[Object point labels]
------------

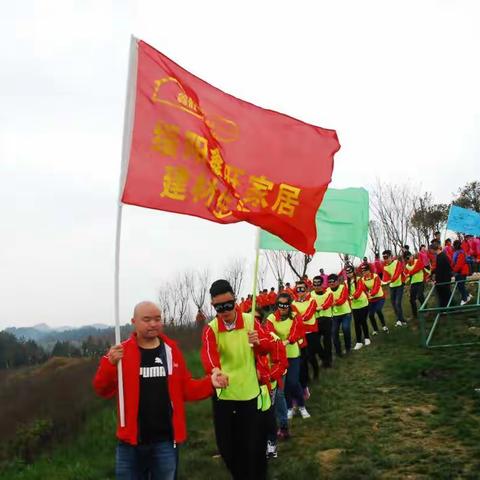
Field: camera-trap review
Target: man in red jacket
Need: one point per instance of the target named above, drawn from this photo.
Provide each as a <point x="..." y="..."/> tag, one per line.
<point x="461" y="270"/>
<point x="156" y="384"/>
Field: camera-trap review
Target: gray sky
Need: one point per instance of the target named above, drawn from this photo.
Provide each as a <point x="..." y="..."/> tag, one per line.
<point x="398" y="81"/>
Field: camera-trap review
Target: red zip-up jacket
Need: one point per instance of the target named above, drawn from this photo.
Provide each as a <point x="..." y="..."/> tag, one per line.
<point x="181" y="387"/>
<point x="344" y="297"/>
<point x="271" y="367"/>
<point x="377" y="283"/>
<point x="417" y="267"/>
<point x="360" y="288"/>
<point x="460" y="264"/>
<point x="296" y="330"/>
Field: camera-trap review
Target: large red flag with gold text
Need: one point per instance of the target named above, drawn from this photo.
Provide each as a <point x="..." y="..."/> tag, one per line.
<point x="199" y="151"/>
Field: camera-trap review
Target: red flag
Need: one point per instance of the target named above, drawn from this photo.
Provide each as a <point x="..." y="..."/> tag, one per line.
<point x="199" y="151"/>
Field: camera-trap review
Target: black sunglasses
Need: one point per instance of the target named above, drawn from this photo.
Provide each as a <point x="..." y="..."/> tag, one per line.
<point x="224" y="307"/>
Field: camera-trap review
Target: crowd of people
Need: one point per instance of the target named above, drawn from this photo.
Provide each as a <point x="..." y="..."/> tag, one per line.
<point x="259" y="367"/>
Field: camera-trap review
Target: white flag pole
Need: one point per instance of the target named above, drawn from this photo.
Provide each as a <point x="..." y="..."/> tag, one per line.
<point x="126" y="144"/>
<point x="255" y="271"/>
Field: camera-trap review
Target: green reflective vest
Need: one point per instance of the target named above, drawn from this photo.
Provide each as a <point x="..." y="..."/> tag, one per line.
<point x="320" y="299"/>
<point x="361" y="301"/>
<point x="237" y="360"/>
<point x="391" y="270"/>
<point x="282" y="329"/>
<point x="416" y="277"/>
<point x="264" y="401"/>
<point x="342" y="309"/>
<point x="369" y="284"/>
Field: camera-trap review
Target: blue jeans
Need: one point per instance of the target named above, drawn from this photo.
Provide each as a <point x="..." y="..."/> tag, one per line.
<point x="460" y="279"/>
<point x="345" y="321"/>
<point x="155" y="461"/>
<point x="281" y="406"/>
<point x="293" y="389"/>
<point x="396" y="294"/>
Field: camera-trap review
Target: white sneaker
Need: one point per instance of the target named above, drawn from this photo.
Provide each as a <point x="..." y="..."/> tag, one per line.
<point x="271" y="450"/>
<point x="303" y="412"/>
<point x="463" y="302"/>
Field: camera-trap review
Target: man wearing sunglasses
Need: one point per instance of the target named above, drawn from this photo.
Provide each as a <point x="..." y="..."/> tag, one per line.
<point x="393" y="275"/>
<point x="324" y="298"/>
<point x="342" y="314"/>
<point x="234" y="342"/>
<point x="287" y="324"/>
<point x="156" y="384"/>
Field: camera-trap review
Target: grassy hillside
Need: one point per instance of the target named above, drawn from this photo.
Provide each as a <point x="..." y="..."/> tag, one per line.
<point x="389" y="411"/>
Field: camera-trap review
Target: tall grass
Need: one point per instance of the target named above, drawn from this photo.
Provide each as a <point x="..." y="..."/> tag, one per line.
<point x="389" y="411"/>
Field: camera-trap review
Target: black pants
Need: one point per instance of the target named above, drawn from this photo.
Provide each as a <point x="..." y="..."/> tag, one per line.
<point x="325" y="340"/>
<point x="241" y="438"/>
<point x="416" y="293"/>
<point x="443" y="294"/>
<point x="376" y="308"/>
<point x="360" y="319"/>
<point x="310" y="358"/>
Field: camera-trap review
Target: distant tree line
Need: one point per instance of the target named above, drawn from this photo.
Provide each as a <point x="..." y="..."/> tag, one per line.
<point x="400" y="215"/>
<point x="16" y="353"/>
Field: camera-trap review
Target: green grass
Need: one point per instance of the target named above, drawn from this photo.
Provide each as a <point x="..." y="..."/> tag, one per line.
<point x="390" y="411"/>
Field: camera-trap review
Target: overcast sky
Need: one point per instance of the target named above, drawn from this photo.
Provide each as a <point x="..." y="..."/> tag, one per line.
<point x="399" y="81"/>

------------

Reproduce the full listing above verbatim, with no pictures included.

Written answer:
Field: camera-trap review
Target: man in red jacket
Need: one point per instance of the target named above, drawn from this photo.
Provide each as a <point x="..." y="..."/> tag, one per line.
<point x="461" y="270"/>
<point x="156" y="384"/>
Field: camera-trap review
Target: gray sky
Need: one point per instance of the target named above, drawn from this photo.
Provide each as a <point x="..." y="..."/> tag, one per line.
<point x="398" y="81"/>
Field: camera-trap review
Target: red zip-up jacket
Need: one point per instance of the target named above, drawn from this photo.
Provide each as a <point x="..." y="..."/> tag, one per line.
<point x="181" y="387"/>
<point x="344" y="297"/>
<point x="271" y="367"/>
<point x="377" y="283"/>
<point x="417" y="267"/>
<point x="360" y="288"/>
<point x="460" y="264"/>
<point x="296" y="330"/>
Field: camera-trap review
Target: large red flag with gold text
Need: one point per instance of the target named above, drawn from this photo.
Provide each as a <point x="..." y="..."/> tag, one per line.
<point x="199" y="151"/>
Field: camera-trap review
Target: red flag
Need: one point per instance of the target named above, drawn from this photo.
Provide each as a <point x="..." y="..."/> tag, one per line.
<point x="199" y="151"/>
Field: camera-trap review
Target: black sunglasses
Need: one point per instance of the target named above, drawn from this photo.
Provide each as a <point x="..." y="..."/> tag, one per line.
<point x="224" y="307"/>
Field: camera-trap review
Target: crowd of people
Need: one point per instance of the target named above, drawn from this photo.
Provide each as a <point x="..." y="..."/> tag, one per line.
<point x="259" y="367"/>
Field: camera-trap review
Target: white flag pole
Need: one point per instance of the target named above, drawn from this photo.
Provide each as a <point x="..." y="..."/> tag, one per line.
<point x="126" y="144"/>
<point x="255" y="271"/>
Field: camera-trap review
Target: green reflective vest
Need: one point per instance of the target named above, drawn from this photo.
Provide each as a <point x="..." y="..."/> tag, one per line.
<point x="320" y="299"/>
<point x="361" y="301"/>
<point x="237" y="360"/>
<point x="391" y="270"/>
<point x="282" y="329"/>
<point x="416" y="277"/>
<point x="264" y="401"/>
<point x="342" y="309"/>
<point x="369" y="284"/>
Field: camera-trap review
Target: blue jeans
Need: one point per instance of the target named above, drawn from this photo.
Provide each as a <point x="..." y="..."/> tag, one per line.
<point x="460" y="279"/>
<point x="345" y="321"/>
<point x="155" y="461"/>
<point x="281" y="406"/>
<point x="293" y="389"/>
<point x="396" y="294"/>
Field: camera-trap review
Target: white sneaker
Need: one point per instance of the target named above, drawn from this photo.
Provide each as a <point x="..." y="..."/> tag, one per line.
<point x="271" y="450"/>
<point x="303" y="412"/>
<point x="463" y="302"/>
Field: camera-trap review
Target: man wearing sunglasses
Need: one point per instance of the target named above, drawn from this photo.
Provide each as a <point x="..." y="..."/> tag, one per line.
<point x="393" y="275"/>
<point x="324" y="298"/>
<point x="342" y="314"/>
<point x="234" y="342"/>
<point x="287" y="324"/>
<point x="156" y="384"/>
Field: camera-trap review
Target: grassy hillside
Need: one point per instance of the target named above, drawn from this photo.
Provide each as a <point x="..." y="..."/> tag, one per line.
<point x="389" y="411"/>
Field: camera-trap review
Target: tall grass
Need: one point per instance of the target named above, drawn from this photo.
Provide each as a <point x="..." y="..."/> tag, one per line.
<point x="389" y="411"/>
Field: camera-trap review
Target: black pants
Need: one point per instance of the target named above, drawn from this photo.
Provide each as a <point x="..." y="..."/> tag, one per line.
<point x="325" y="340"/>
<point x="241" y="438"/>
<point x="416" y="293"/>
<point x="443" y="294"/>
<point x="376" y="308"/>
<point x="360" y="319"/>
<point x="310" y="358"/>
Field: camera-trap review
Target: distant tree line
Need: one point per instance of the target named above, drawn from this photo.
Provide each as a <point x="..." y="..."/> tag, one per line.
<point x="400" y="215"/>
<point x="16" y="353"/>
Field: camera-trap review
Target: green grass
Need: one point per instance of the target named above, drawn from this photo.
Provide each as a <point x="..." y="..."/> tag, one per line.
<point x="390" y="411"/>
Field: camera-trap review
Target: overcast sky
Need: one point per instance of the target named above, drawn from this photo.
Provide each as a <point x="..." y="..."/> tag, one per line.
<point x="399" y="81"/>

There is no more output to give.